Petikan Teks ->
+--
Suku Besemah merupakan salah satu suku asli yang mendiami wilayah Sumatera Selatan, khususnya di daerah Pagar Alam, Lahat, dan sekitarnya. Nama Besemah sendiri berasal dari nama jenis ikan mas yang banyak ditemukan di sepanjang aliran sungai yang ada di Pagar Alam, yaitu ikan semah.
Dikenal dengan kekayaan budaya dan tradisinya yang masih lestari hingga kini. Salah satu aspek budaya yang menarik untuk dicermati adalah tradisi pantauan. Pantauan adalah sebuah tradisi yang biasa dilakukan masyarakat desa saat ada acara pernikahan guna mempererat ikatan sosial antarmasyarakat.
Apa Itu Pantauan?
Pantauan berasal dari kata mantau dalam bahasa Besemah dengan penambahan imbuhan –an yang memiliki arti panggil atau undang. Pantauan dalam konteks budaya Besemah merujuk pada kegiatan berkunjung ke rumah sanak saudara dan tetangga di sekitar rumah dengan tujuan mengenalkan pengantin baru dan keluarganya kepada kerabat.
Pada prosesi ini kita tidak hanya datang dan bertamu, tetapi diharuskan mencicipi hidangan yang disuguhkan oleh tuan rumah sebagai bentuk penghormatan.
Selama prosesi pantauan, sepasang pengantin atau bunting akan ditemani oleh seorang laki-laki dan seorang perempuan yang biasa disebut “bujang ngantat” dan “gadis ngantat”.
Dalam bahasa Besemah, ngantat artinya mengantar, sehingga tugas dari bujang ngantat dan gadis ngantat ini adalah mengantar kedua mempelai ke tiap-tiap rumah warga yang telah memanggil pasagan tersebut untuk berkunjung ke rumahnya.
Selain itu, mereka juga bertugas untuk mendampingi kedua mempelai mulai dari lamaran hingga selesainya resepsi pernikahan. Yang menjadi bujang ngantat dan gadis ngantat haruslah seseorang yang belum menikah.
Baca juga: Menapaki Wilayah Besemah, Tanah Leluhur bagi Masyarakat Sulsel
Prosesi Pantauan
Tradisi pantauan diawali dengan kegiatan yang dinamakan ngundang atau besuare. Tuan rumah mengundang masyarakat sekitar untuk datang ke rumahnya dua hingga tiga minggu sebelum acara pernikahan berlangsung.
Hal ini dilakukan untuk memberitahu bahwa mereka akan melangsungkan pernikahan. Dengan demikian kerabat lainnya dapat mempersiapkan segala kebutuhan pantauan dari jauh hari.
Sehari sebelum pantauan dilaksanakan, biasanya masyarakat sudah menyiapkan makanannya secara bertahap. Bahkan, ada yang mulai bemasak seminggu sebelum pantauan dimulai.
Makanan yang biasa dihidangkan ketika pantauan adalah makanan khas suku Besemah seperti dodol, lemang, pepes ikan, dan juga daging untuk kerabat dekat. Selain nasi dan lauk-pauk, beberapa rumah juga ada yang menyediakan tekwan, kue basah, dan kue kering khas Sumatera Selatan.
+--
Kutipan Entri ->
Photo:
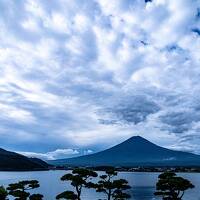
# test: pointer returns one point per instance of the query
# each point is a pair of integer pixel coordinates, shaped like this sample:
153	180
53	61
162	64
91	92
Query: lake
143	184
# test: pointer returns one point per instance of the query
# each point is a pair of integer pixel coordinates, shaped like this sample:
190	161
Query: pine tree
172	187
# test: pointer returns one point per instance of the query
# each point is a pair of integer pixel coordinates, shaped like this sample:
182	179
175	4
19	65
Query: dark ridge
136	151
11	161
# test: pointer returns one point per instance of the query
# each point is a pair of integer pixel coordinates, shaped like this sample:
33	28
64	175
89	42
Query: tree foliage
172	187
112	188
79	178
20	190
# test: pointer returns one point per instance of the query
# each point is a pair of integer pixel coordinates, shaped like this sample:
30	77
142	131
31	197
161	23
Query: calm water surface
143	184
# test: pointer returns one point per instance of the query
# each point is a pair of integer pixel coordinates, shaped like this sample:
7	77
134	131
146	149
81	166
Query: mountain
135	151
11	161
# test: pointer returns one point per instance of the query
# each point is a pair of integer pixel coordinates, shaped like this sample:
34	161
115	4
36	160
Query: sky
79	76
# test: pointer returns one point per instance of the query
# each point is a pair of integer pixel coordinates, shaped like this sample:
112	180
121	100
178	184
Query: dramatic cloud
88	74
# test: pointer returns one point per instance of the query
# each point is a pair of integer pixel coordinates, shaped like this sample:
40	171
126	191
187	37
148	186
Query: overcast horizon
80	76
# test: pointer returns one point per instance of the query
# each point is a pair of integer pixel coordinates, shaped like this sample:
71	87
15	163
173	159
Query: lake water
143	184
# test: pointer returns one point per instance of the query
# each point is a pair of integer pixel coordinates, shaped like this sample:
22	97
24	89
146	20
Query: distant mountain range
11	161
135	151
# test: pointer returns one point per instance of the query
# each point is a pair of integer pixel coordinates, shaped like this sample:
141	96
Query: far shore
176	169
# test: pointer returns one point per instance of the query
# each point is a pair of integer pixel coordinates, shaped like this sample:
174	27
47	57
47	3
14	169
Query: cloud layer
89	74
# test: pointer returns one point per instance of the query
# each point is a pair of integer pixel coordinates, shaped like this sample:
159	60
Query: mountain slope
10	161
133	152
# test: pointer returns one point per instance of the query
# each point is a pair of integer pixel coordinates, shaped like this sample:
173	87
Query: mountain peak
136	151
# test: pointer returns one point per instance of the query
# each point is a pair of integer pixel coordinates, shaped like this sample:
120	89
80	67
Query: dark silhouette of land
11	161
134	152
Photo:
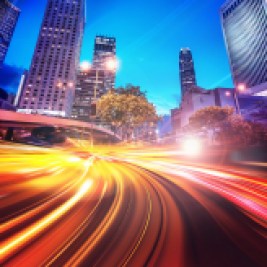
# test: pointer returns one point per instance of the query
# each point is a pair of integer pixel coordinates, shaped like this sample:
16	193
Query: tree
126	110
230	128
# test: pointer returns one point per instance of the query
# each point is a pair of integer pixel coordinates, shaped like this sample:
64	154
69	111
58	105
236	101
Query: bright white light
191	146
85	66
228	93
74	159
241	87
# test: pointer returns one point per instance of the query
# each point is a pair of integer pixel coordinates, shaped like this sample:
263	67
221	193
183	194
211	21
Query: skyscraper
50	84
9	15
90	87
104	52
244	25
187	70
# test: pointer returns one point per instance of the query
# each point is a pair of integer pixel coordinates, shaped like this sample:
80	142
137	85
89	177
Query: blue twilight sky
149	36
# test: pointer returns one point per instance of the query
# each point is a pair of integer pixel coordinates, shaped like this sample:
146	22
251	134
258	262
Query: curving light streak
13	244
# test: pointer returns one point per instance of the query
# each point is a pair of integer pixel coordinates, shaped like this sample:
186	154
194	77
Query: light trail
120	206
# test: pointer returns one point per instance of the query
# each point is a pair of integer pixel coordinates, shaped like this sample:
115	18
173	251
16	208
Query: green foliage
127	108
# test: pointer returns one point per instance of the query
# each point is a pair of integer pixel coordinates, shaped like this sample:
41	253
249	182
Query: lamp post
239	88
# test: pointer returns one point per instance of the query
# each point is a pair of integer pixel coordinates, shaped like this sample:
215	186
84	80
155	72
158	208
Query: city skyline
138	48
9	15
50	84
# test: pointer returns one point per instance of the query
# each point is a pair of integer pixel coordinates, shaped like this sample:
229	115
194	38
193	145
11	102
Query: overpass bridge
83	130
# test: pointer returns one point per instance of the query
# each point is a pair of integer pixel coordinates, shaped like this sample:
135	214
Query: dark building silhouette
187	70
104	53
90	87
9	15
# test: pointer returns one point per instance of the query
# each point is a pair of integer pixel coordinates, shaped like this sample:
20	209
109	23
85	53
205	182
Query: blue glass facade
245	30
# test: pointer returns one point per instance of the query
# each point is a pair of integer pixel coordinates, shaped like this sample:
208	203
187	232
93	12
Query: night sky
149	36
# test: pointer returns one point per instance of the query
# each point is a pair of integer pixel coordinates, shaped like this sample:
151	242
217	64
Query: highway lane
119	206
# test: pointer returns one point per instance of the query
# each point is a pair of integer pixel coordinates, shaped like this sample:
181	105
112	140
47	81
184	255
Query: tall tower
90	87
244	25
104	51
50	84
9	15
187	70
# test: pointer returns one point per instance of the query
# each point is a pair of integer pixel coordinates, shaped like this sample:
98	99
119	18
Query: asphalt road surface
121	206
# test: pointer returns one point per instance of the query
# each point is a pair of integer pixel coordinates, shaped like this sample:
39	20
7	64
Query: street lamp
240	88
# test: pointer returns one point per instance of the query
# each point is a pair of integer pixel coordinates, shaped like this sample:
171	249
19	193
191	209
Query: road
118	206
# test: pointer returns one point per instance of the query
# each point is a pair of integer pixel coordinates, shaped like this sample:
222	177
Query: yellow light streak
13	244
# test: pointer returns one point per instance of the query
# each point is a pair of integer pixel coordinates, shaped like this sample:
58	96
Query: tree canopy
127	108
229	127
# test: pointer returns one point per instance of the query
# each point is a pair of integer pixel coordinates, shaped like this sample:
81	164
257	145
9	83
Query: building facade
105	52
50	84
187	70
197	98
9	15
244	24
90	87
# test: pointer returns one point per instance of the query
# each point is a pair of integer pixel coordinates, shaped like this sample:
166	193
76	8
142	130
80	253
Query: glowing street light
85	66
70	84
112	64
59	84
241	87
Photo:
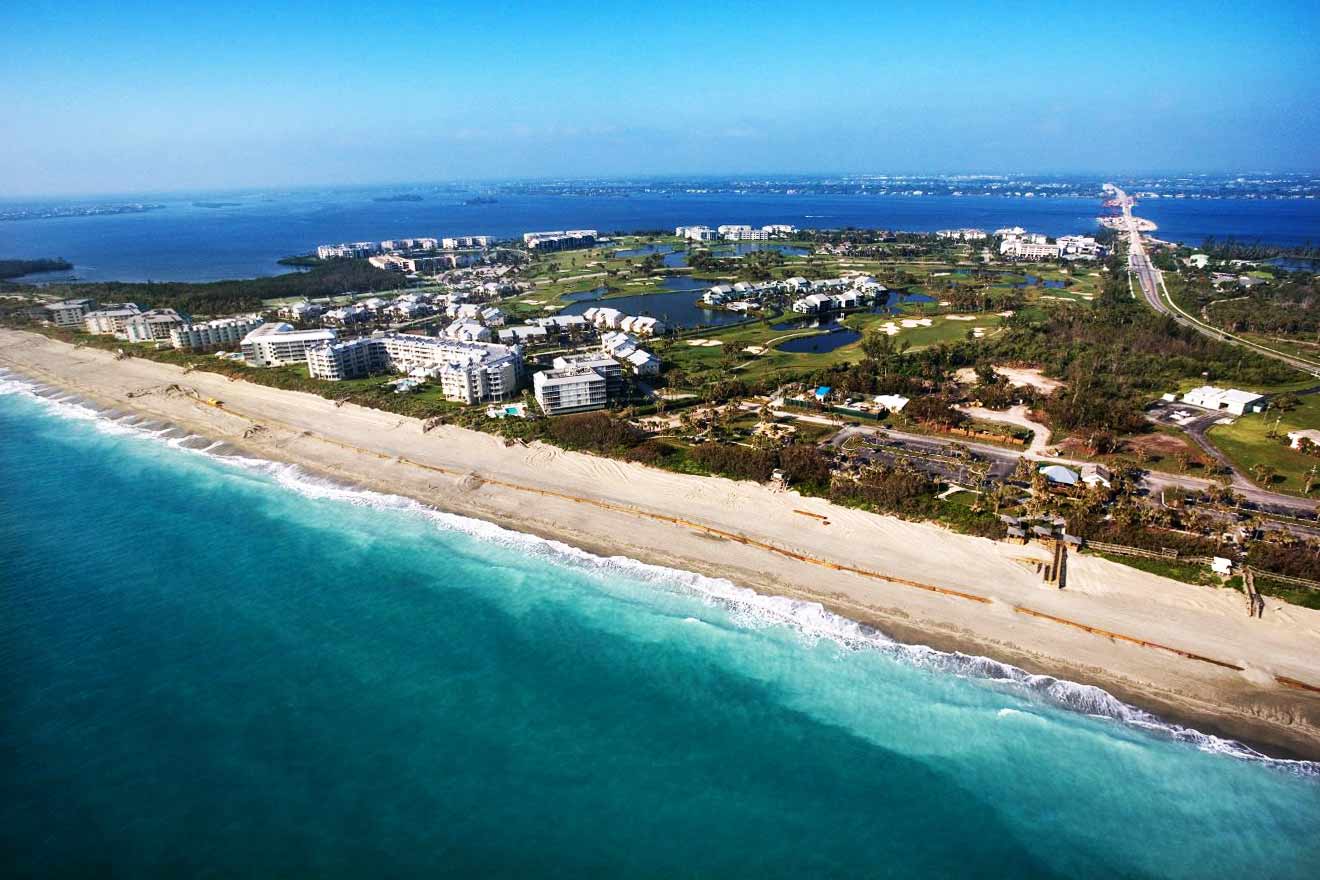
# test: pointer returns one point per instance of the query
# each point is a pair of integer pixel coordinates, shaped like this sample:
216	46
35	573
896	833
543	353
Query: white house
1060	475
1304	434
152	325
643	363
1229	400
275	345
892	403
69	313
467	331
214	334
106	322
576	389
1094	474
696	232
811	304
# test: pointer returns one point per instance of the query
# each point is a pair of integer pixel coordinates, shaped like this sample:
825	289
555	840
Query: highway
1156	293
+--
Yang Diminta ->
Salin persis bagian teks tentang tradisi pantauan di atas, mulai dari "Dalam bahasa Besemah, ngantat" dan terus sampai "acara pernikahan berlangsung.".

Hasil yang Benar ->
Dalam bahasa Besemah, ngantat artinya mengantar, sehingga tugas dari bujang ngantat dan gadis ngantat ini adalah mengantar kedua mempelai ke tiap-tiap rumah warga yang telah memanggil pasagan tersebut untuk berkunjung ke rumahnya.
Selain itu, mereka juga bertugas untuk mendampingi kedua mempelai mulai dari lamaran hingga selesainya resepsi pernikahan. Yang menjadi bujang ngantat dan gadis ngantat haruslah seseorang yang belum menikah.
Baca juga: Menapaki Wilayah Besemah, Tanah Leluhur bagi Masyarakat Sulsel
Prosesi Pantauan
Tradisi pantauan diawali dengan kegiatan yang dinamakan ngundang atau besuare. Tuan rumah mengundang masyarakat sekitar untuk datang ke rumahnya dua hingga tiga minggu sebelum acara pernikahan berlangsung.